─── DATA SUPPLIED ───

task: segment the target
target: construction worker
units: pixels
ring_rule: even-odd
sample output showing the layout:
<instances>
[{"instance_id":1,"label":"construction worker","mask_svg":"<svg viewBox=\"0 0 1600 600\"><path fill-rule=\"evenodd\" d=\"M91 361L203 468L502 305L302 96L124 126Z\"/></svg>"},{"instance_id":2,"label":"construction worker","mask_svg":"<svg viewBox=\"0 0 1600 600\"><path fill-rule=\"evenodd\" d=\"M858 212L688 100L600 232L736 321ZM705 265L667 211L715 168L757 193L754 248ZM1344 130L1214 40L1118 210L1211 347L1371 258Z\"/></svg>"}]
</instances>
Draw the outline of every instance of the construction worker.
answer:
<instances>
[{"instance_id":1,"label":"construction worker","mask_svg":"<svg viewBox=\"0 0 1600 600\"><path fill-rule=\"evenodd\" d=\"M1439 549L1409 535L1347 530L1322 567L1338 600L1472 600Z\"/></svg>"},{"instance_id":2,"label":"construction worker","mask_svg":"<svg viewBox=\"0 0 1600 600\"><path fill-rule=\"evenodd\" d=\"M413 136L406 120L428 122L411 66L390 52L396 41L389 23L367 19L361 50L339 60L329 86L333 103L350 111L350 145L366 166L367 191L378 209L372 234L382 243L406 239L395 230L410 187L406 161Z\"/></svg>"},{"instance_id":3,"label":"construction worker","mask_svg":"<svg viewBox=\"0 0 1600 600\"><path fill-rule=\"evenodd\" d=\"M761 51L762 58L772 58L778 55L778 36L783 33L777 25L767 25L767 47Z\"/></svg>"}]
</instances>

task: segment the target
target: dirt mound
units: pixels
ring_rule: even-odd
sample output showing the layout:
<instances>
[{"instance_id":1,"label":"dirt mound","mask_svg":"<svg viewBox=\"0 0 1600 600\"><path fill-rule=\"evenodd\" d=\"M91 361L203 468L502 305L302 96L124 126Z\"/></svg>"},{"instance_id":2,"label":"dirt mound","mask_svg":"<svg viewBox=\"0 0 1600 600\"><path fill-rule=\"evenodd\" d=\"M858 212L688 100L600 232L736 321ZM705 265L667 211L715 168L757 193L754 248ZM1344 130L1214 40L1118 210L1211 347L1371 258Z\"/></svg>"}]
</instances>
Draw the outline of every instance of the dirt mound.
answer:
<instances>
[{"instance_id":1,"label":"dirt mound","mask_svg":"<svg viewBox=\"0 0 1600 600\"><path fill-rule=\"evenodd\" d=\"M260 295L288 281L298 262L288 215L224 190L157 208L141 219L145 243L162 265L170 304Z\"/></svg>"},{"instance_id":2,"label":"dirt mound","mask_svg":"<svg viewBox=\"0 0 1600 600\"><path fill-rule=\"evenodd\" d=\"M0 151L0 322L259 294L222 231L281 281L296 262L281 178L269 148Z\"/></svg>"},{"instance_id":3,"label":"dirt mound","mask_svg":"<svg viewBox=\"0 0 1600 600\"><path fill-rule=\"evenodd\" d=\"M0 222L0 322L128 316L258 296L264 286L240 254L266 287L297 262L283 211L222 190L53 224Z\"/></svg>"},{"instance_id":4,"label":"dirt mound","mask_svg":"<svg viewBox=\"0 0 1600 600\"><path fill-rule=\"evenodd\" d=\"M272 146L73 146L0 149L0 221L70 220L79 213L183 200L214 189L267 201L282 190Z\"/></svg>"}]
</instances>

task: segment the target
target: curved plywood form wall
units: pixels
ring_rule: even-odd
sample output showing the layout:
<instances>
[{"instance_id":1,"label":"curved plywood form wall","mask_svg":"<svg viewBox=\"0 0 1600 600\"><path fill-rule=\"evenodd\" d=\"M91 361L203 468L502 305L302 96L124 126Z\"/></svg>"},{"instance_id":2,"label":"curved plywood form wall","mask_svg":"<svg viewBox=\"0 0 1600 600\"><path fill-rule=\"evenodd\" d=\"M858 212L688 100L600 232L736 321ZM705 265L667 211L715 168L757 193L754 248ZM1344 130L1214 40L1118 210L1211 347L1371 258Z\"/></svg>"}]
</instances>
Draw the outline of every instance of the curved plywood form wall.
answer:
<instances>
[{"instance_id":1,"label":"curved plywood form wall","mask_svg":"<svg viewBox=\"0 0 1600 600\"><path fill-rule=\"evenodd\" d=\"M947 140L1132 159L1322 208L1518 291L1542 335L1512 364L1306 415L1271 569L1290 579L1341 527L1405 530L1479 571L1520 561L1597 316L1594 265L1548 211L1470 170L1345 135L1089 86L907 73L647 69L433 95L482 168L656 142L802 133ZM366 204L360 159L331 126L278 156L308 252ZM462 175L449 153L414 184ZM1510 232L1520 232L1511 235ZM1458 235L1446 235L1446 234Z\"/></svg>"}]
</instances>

───

◆ WHAT YOU NEED TO DO: Give back all the records exactly as they stand.

◆ RESULT FOR THIS TASK:
task: segment the target
target: construction worker
units: pixels
ring_rule: even-odd
sample output showing the layout:
<instances>
[{"instance_id":1,"label":"construction worker","mask_svg":"<svg viewBox=\"0 0 1600 600\"><path fill-rule=\"evenodd\" d=\"M91 361L203 468L502 305L302 96L124 126Z\"/></svg>"},{"instance_id":2,"label":"construction worker","mask_svg":"<svg viewBox=\"0 0 1600 600\"><path fill-rule=\"evenodd\" d=\"M858 212L688 100L600 232L736 321ZM705 265L667 211L715 168L757 193L754 248ZM1344 130L1214 40L1118 210L1211 347L1371 258Z\"/></svg>"}]
</instances>
Draw the outline of every instance of the construction worker.
answer:
<instances>
[{"instance_id":1,"label":"construction worker","mask_svg":"<svg viewBox=\"0 0 1600 600\"><path fill-rule=\"evenodd\" d=\"M1439 549L1409 535L1347 530L1322 567L1338 600L1472 600Z\"/></svg>"},{"instance_id":2,"label":"construction worker","mask_svg":"<svg viewBox=\"0 0 1600 600\"><path fill-rule=\"evenodd\" d=\"M413 136L406 120L428 122L411 66L390 52L396 41L389 23L367 19L361 50L339 60L329 86L333 103L350 111L350 145L366 166L367 191L378 209L372 234L382 243L406 239L395 230L410 187L406 161Z\"/></svg>"},{"instance_id":3,"label":"construction worker","mask_svg":"<svg viewBox=\"0 0 1600 600\"><path fill-rule=\"evenodd\" d=\"M761 51L762 58L772 58L778 55L778 36L783 33L777 25L767 25L767 47Z\"/></svg>"}]
</instances>

task: segment the target
target: dirt mound
units: pixels
ring_rule: even-odd
sample output showing the layout:
<instances>
[{"instance_id":1,"label":"dirt mound","mask_svg":"<svg viewBox=\"0 0 1600 600\"><path fill-rule=\"evenodd\" d=\"M91 361L203 468L502 305L302 96L124 126Z\"/></svg>"},{"instance_id":2,"label":"dirt mound","mask_svg":"<svg viewBox=\"0 0 1600 600\"><path fill-rule=\"evenodd\" d=\"M858 212L688 100L600 232L736 321ZM705 265L667 211L715 168L757 193L754 248ZM1344 130L1214 40L1118 210L1211 347L1371 258Z\"/></svg>"}]
</instances>
Draw the outline of every instance of the dirt mound.
answer:
<instances>
[{"instance_id":1,"label":"dirt mound","mask_svg":"<svg viewBox=\"0 0 1600 600\"><path fill-rule=\"evenodd\" d=\"M260 295L288 281L298 262L288 215L224 190L157 208L141 219L145 243L162 265L170 304Z\"/></svg>"},{"instance_id":2,"label":"dirt mound","mask_svg":"<svg viewBox=\"0 0 1600 600\"><path fill-rule=\"evenodd\" d=\"M0 151L0 322L259 294L222 231L281 281L296 262L281 178L269 148Z\"/></svg>"},{"instance_id":3,"label":"dirt mound","mask_svg":"<svg viewBox=\"0 0 1600 600\"><path fill-rule=\"evenodd\" d=\"M0 222L0 322L128 316L258 296L264 286L240 254L266 287L297 262L283 211L222 190L53 224Z\"/></svg>"},{"instance_id":4,"label":"dirt mound","mask_svg":"<svg viewBox=\"0 0 1600 600\"><path fill-rule=\"evenodd\" d=\"M272 146L73 146L0 149L0 221L70 220L79 213L183 200L214 189L267 201L282 190Z\"/></svg>"}]
</instances>

task: segment the target
target: curved plywood form wall
units: pixels
ring_rule: even-odd
sample output showing the layout:
<instances>
[{"instance_id":1,"label":"curved plywood form wall","mask_svg":"<svg viewBox=\"0 0 1600 600\"><path fill-rule=\"evenodd\" d=\"M91 361L203 468L502 305L302 96L124 126Z\"/></svg>"},{"instance_id":2,"label":"curved plywood form wall","mask_svg":"<svg viewBox=\"0 0 1600 600\"><path fill-rule=\"evenodd\" d=\"M858 212L688 100L600 232L736 321ZM705 265L667 211L715 168L757 193L754 248ZM1344 130L1214 40L1118 210L1211 347L1371 258Z\"/></svg>"}]
</instances>
Draw the outline of every instance of the curved plywood form wall.
answer:
<instances>
[{"instance_id":1,"label":"curved plywood form wall","mask_svg":"<svg viewBox=\"0 0 1600 600\"><path fill-rule=\"evenodd\" d=\"M947 140L1132 159L1322 208L1518 291L1542 335L1512 364L1306 415L1271 569L1290 579L1341 527L1405 530L1479 571L1520 561L1597 316L1594 265L1548 211L1470 170L1345 135L1089 86L907 73L647 69L433 95L482 168L656 142L802 133ZM366 204L360 159L331 126L278 156L308 252ZM462 175L449 153L414 184ZM1510 232L1520 232L1511 235ZM1458 235L1446 235L1446 234Z\"/></svg>"}]
</instances>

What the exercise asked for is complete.